Задания:
1. Ответьте по фрагменту о мышлении животных:
(а) К какой важнейшей операции мышления, по данным Н. Н. Ладыгиной-Котс, способны шимпанзе?
(б) В какие годы О. Келер обнаружил зачатки абстрактного мышления у высших птиц?
(в) Что доказал Л. В. Крушинский в 1960-е годы?
2. Воспроизведите без изменений часть фрагмента о мышлении животных: от слов «Но, несмотря на» до слов «момент своего появления.» включительно.
3. Допишите фрагмент о мышлении животных: что идет дальше после его последнего предложения?

Фрагмент текста:
○ ○ ○ ○

Эти особенности чутко уловила А. Пепперберг. По ее словам, в то время (1970-е гг.) «согласно господствующему направлению в психологии – бихевиоризму, животных считали автоматами, не обладающими большими способностями или вовсе лишенными способности к познавательной деятельности или мышлению».

Между тем в те же 1910-е годы, что и В. Келер (параллельно и независимо от него), основоположница отечественной зоопсихологии Н. Н. Ладыгина-Котс установила, что шимпанзе не только могут обучиться тонкому различению цветовых и др. стимулов, но способны и к важнейшей операции мышления – обобщению. То есть они могут мысленно объединять предъявляемые им стимулы по общим для них существенным признакам и абстрагироваться от признаков второстепенных.

Открытие феномена инсайта и способности к обобщению проложило путь двум основным направлениям в современных исследованиях мышления животных. Одно из них пытается выяснить, могут ли животные без подготовки, без проб и ошибок, без предшествующего опыта экстренно (путем инсайта) решать совершенно новые задачи. Другое направление анализирует способность животных к обобщению, к формированию понятий, т. е. исследует зачатки абстрактного мышления, а следовательно, затрагивает и вопрос о предпосылках возникновения речи.

Но, несмотря на появление и увеличение числа объективных доказательств, гипотеза Ч. Дарвина о наличии у животных зачатков мышления продолжала встречать почти такое же активное неприятие, как и в момент своего появления.

К 1970-м годам, когда А. Пепперберг начинала свою работу, в изучении мышления животных, в том числе и птиц, имелись свои серьезные успехи, и представление о примитивности психики животных было в значительной степени поколеблено. В частности, О. Келер еще в 1930—1950-е годы обнаружил, что не только человекообразные обезьяны, но и высшие птицы (врановые и попугаи, см. ниже) обладают зачатками абстрактного мышления. А в 1960-е годы Л. В. Крушинский доказал способность ряда позвоночных-неприматов (в том числе врановых птиц) к экстренному решению новой задачи без предварительного этапа проб и ошибок, по механизму, сходному с «инсайтом» В. Келера. Тем не менее каждая новая попытка искать у животных что-то, кроме условных рефлексов, воспринималась как вылазка на почти запретную, по мнению многих, территорию.

Именно с этой противоречивой ситуацией столкнулась Айрин в самом начале своей научной биографии и без колебаний встала в ряды продолжателей идей Дарвина. Она не знала многих упомянутых нами работ того времени, которые доказывали наличие зачатков мышления, по крайней мере, у некоторых животных, но ее внимание привлекли справедливо ставшие сенсационными открытия американских психологов, которые пошли еще дальше.

○ ○ ○ ○

Исходные данные:
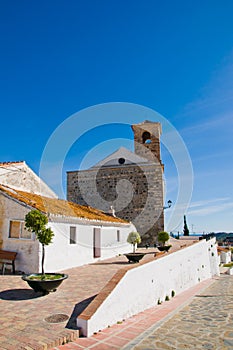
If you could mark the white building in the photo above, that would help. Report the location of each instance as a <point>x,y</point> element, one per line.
<point>81,234</point>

○ ○ ○ ○

Ответы по заданиям:
1.
(а) К обобщению, то есть к мысленному объединению предъявляемых стимулов по общим для них существенным признакам.
(б) В 1930—1950-е годы.
(в) Способность ряда позвоночных-неприматов (в том числе врановых птиц) к экстренному решению новой задачи без предварительного этапа проб и ошибок.

2.
Но, несмотря на появление и увеличение числа объективных доказательств, гипотеза Ч. Дарвина о наличии у животных зачатков мышления продолжала встречать почти такое же активное неприятие, как и в момент своего появления.

3.
На рубеже 1960—1970-х годов несколько групп исследователей задались целью выяснить, обладают ли наши ближайшие родственники – человекообразные обезьяны – хоть какими-то зачатками человеческого языка. Как известно, в основе его усвоения и функционирования лежит операция символизации, т. е. установления эквивалентности между предметами, действиями, понятиями и т. и., с одной стороны, и исходно индифферентными для субъекта стимулами (словами или другими средствами самовыражения) – с другой. Опыты показали, что у всех четырех видов человекообразных обезьян (шимпанзе, бонобо, гориллы, орангутаны) такая способность действительно существует. Они усваивают лексикон, включающий до 400 элементов («слов»). Слова реализуются либо в виде жестов «амслена» – языка американских глухонемых, либо в виде значков на клавиатуре компьютера – лексиграмм, составляющих другой язык-посредник – «йеркиш». Благодаря этому обезьяны получают возможность передавать информацию о предметах и событиях внешнего мира, в том числе отсутствующих в данный момент в поле зрения. Их «языковое поведение» напоминает язык глухих детей двухлетнего возраста, в нем обнаруживаются зачатки свойств «продуктивности, перемещаемости и культурной преемственности», которые определяют суть языка человека. Следует специально отметить, что эти особенности совершенно не свойственны естественным коммуникативным системам животных.

Работы по обучению обезьян языкам-посредникам имели огромное значение, которое в полной мере оценила Айрин. Вот как она сама характеризует свое тогдашнее состояние:


Я узнала о таких исследователях – первооткрывателях этой области научного знания, как Аллен и Беатрис Гарднер, Дэвид Премак, Дуан Рамбо. <…> Я была совершенно очарована этим новым, открывшимся миром знаний, новых не только для меня, но и для самой науки. Меня заворожили не только научные исследования, но также энтузиазм тех, кто их проводил. Эти ученые пытались обучать животных зачаткам человеческого языка, оценивать степень развития их мышления и коммуникативных возможностей. До этих работ мнение научного сообщества в отношении психики животных было далеко не лестным: считалось, что они своего рода автоматы, которые только отвечают на стимулы – воздействия со стороны окружающей среды, считалось, что они делают это совершенно бездумно, не отдают себе отчета в своих действиях. Зарождающееся новое направление полностью меняло эти представления – это была почти революция.

И я тоже хотела в ней участвовать (см. наст, изд., с. 105).


Не меньшей крамолой был и выбор объекта исследований. Уже одно то, что это был представитель класса птиц, вызывало недоумение. И действительно, что можно ожидать от существ, мозг которых размером с грецкий орех? Между тем Пепперберг «хотела бы провести с попугаем те же опыты, что проводились с шимпанзе».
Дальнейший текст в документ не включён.